Direction A:
Read the passage on the experience economy and the records that follow it. For each statement (i), (ii) and (iii), answer yes or no as to whether it agrees with the passage, and quote the deciding words exactly: (i) the Harvard Business Review article appeared in 1998; (ii) the authors focus primarily on online media businesses; (iii) the article describes the Recreational Equipment Incorporated shopping approach in the paragraph before it turns to Disney.

Text to read:
--- BEGIN ---
Wherever You Go, There You Are

Illustration 1: The KCTS 9 television studio

From a remove of 12 years, it’s clear The Harvard Business Review article “Welcome to the Experience Economy” (Pine & Gilmore, 1998) offers an accurate prediction of things that were then yet to come. Although the authors focus primarily on physical world retail and dining business as staging grounds for experience, many of the concepts of experience have shaped the virtual worlds of media as well.

As has been happening so often in my recent readings, I can almost catch glimpses of myself in the pages, a ghostly figure peeking out from behind the words. The article tips its hat to the Walt Disney Corp.’s entertainment experience expertise, then in the next paragraph describes Recreational Equipment Incorporated’s experiential shopping approach. For me, these two companies are more then just interesting examples in support of a thesis.
--- END ---
Data extract:
--- BEGIN ---
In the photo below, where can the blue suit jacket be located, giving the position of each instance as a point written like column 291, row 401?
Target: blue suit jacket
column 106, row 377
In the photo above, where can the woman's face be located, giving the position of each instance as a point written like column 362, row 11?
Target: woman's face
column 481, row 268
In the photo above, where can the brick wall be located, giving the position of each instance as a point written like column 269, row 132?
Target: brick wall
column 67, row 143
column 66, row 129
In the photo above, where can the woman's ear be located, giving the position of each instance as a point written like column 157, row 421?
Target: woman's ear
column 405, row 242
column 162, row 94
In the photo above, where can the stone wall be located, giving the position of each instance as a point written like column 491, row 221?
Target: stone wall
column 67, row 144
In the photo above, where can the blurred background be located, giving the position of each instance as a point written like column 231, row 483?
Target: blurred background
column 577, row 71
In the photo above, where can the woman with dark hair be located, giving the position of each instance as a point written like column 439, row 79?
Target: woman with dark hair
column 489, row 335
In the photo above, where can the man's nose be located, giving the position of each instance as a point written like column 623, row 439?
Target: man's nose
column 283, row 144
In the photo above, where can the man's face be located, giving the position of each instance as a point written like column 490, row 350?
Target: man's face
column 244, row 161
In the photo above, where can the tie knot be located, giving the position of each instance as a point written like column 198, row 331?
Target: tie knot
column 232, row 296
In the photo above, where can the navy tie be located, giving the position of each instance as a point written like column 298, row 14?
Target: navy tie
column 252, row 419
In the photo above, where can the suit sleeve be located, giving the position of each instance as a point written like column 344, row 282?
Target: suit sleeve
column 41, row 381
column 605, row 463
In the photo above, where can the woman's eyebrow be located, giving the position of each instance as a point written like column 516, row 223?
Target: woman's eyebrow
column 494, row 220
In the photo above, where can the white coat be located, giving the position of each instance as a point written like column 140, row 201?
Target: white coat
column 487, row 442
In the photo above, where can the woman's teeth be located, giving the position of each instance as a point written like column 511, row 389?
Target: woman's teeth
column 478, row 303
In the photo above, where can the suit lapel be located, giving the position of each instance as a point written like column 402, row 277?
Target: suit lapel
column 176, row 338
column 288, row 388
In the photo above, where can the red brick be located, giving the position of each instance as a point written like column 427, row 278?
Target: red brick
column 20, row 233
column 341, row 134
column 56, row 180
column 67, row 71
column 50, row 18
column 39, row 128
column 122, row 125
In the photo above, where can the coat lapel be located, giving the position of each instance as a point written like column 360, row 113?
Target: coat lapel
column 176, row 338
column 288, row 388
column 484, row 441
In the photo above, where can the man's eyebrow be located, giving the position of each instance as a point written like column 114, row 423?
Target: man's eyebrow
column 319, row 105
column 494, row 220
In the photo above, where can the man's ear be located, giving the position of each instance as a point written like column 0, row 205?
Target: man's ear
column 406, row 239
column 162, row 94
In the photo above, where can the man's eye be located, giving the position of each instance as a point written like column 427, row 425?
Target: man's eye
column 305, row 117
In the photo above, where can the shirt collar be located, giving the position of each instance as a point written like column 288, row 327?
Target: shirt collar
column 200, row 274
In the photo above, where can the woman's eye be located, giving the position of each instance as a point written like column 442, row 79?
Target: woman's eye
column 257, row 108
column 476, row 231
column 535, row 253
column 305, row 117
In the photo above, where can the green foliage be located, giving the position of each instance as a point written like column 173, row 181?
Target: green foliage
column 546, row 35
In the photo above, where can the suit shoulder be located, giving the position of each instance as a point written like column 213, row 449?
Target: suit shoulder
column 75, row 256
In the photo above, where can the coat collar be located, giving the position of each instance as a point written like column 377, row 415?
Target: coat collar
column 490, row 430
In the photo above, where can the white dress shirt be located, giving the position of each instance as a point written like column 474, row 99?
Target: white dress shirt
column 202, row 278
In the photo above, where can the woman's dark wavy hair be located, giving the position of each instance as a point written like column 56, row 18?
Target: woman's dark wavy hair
--- END ---
Direction B:
Return the part of the records that opens with the line containing "In the photo above, where can the white dress" and continues through the end of the records as a JSON list of strings, one string per line, with blank lines omitted.

Output A:
(i) Yes: "(Pine & Gilmore, 1998)"
(ii) No: "the authors focus primarily on physical world retail and dining business as staging grounds for experience"
(iii) No: "The article tips its hat to the Walt Disney Corp.’s entertainment experience expertise, then in the next paragraph describes Recreational Equipment Incorporated’s experiential shopping approach"

Output B:
[
  "In the photo above, where can the white dress shirt be located, giving the position of each instance as a point written like column 474, row 99?",
  "Target: white dress shirt",
  "column 202, row 278",
  "In the photo above, where can the woman's dark wavy hair be located, giving the position of each instance as a point written like column 56, row 18?",
  "Target: woman's dark wavy hair"
]